## OBJECTIVE 1:
According to the passage about the content-summarizing system, through which media can the summary display reach the client?
## OBJECTIVE 2:
Carry on the passage about the content-summarizing system, picking up right after its last sentence.

# EXTRACT start

According to some embodiments, the system 105 may search information provider systems for new or updated informational content. The system 105 may search for a particular topic or may be executed to search for new content. For example, the system 105 may obtain informational content from many sources and evaluate the informational content in an automatic and periodic manner. The system 105 may search several new oriented websites looking for news articles. Rather than having to provide the client 115 with a list of links to these stories, or the stories in their entireties, the system 105 may intelligently summarize the news articles using the above-described methods. Thus, the client 115 is presented with highly relevant, but smaller versions of the news articles. Users may select or click on the individual summary display to open the original source article if the user desires to read the entire article.
Advantageously, rather than only identifying topics or key words, the system 105 will extract an entire sentence or sentences that are highly representative of the key topics of the new articles. These highly important sentences are displayed in the summary display for the end user.
In some instances, an end user may query or search for content using the system 105. After receiving the query, the system 105 parses the query for keywords included in the query. Rather than obtaining informational content from information content providers with no expectation as to the content that is to be retrieved (such as polling of news websites to obtain current news), the system 105 may search information provider systems for informational content that corresponds to the query of the end user. Using the same methods provided above, the system 105 may create summary displays of each relevant instance of informational content found by the system 105.
The summary display may be provided to the client via a website, an RSS feed, an email, a social network post, or other medium that allows for the communication of GUIs.
As mentioned above, in some instances textual content may not be extractable from the informational content. In these instances, a summary display may include a link to the informational content, as well as an image that is indicative of the content.
In addition to the features described above, the system 105 may also be configured to create a single summary display from a plurality of instances of textual content. For example, the system 105 may create a summary display from the most frequently read articles on a particular topic. In one example the system 105 may obtain several articles regarding a news event. The system 105 may utilize the methods describe herein to create a single summary display, where sentences can be extracted from any or all of the news articles. Thus, the summary display may include the most relevant portions of these articles in one view, which is a textual narrative that describes an overall topic for each of the articles in combination.
The system 105 may also utilize the key topic determination processes herein to aid in logically separating a large document into sections based upon textual content included therein. For example, the system 105 may obtain a biographical book regarding a particular individual. The system 105 may utilize the key topic analysis methods described herein to logically separate the chapters of the book into topics, such as “early years”, “college years”, and “work years”—just to name a few.

# EXTRACT end
# SUPPLIED DATA start

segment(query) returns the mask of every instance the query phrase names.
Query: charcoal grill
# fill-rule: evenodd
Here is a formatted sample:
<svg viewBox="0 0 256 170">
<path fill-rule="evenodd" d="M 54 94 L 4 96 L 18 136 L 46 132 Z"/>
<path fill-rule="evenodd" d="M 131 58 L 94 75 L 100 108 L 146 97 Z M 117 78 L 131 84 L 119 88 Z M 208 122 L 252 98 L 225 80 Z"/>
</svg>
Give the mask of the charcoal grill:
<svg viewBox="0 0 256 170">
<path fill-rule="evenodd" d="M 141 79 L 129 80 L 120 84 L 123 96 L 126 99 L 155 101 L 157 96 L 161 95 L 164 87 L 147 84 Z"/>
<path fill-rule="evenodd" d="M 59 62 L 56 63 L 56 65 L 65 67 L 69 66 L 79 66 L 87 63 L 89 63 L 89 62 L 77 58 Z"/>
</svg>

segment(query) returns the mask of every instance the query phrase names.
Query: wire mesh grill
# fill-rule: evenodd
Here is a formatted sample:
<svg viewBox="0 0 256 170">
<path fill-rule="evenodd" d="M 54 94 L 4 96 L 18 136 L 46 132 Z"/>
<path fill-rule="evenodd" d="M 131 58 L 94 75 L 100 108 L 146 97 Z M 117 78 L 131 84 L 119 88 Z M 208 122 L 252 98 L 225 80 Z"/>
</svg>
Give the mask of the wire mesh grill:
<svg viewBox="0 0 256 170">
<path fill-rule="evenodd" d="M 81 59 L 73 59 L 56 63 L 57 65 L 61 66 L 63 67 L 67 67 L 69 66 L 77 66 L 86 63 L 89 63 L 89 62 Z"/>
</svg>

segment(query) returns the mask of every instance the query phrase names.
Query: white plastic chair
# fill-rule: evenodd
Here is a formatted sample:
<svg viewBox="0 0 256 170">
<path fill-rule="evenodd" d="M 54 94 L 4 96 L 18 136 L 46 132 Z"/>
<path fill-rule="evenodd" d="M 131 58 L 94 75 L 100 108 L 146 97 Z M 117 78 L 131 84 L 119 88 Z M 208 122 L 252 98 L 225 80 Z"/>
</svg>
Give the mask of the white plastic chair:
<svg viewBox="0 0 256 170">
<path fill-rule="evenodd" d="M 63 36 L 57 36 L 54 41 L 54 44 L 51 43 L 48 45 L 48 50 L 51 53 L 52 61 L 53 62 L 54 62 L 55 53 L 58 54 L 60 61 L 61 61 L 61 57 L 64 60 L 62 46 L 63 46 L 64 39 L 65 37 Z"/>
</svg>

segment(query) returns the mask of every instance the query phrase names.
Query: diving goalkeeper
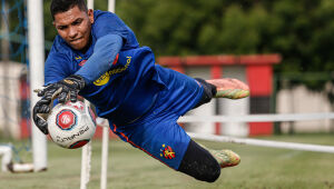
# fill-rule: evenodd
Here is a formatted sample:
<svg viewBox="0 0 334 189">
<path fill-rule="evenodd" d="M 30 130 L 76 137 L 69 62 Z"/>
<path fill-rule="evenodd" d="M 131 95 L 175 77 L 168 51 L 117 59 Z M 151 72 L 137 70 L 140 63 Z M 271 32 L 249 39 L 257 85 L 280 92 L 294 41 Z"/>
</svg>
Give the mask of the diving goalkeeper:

# SUPPLIED DATA end

## FINAL RESULT 1:
Through a website, an RSS feed, an email, a social network post, or another medium that allows for the communication of GUIs.

## FINAL RESULT 2:
Once the informational content has been obtained the method includes extracting 510 the textual content from the informational content, as well as analyzing 515 words in the textual content as well as their relative positions in the textual content to determine one or more key topics for the textual content.
After extraction and analysis of the words of the textual content the method includes extracting 520 one or more sentences from the textual content that are most indicative of the one or more key topics. Finally, the method includes generating 525 a graphical user interface that includes a summary display. As mentioned above the summary display comprises at least the extracted one or more sentences.
Next, the method includes identifying 610 online content for the one or more search terms. The online content comprising textual content such as news articles, web pages, blog entries, emails, social network posts, e-books, and other similar types of content that are likely to include textual content. Also, other types of information may be utilized such as audio or video files, where textual content is obtained using speech-to-text or other suitable processes for extracting text.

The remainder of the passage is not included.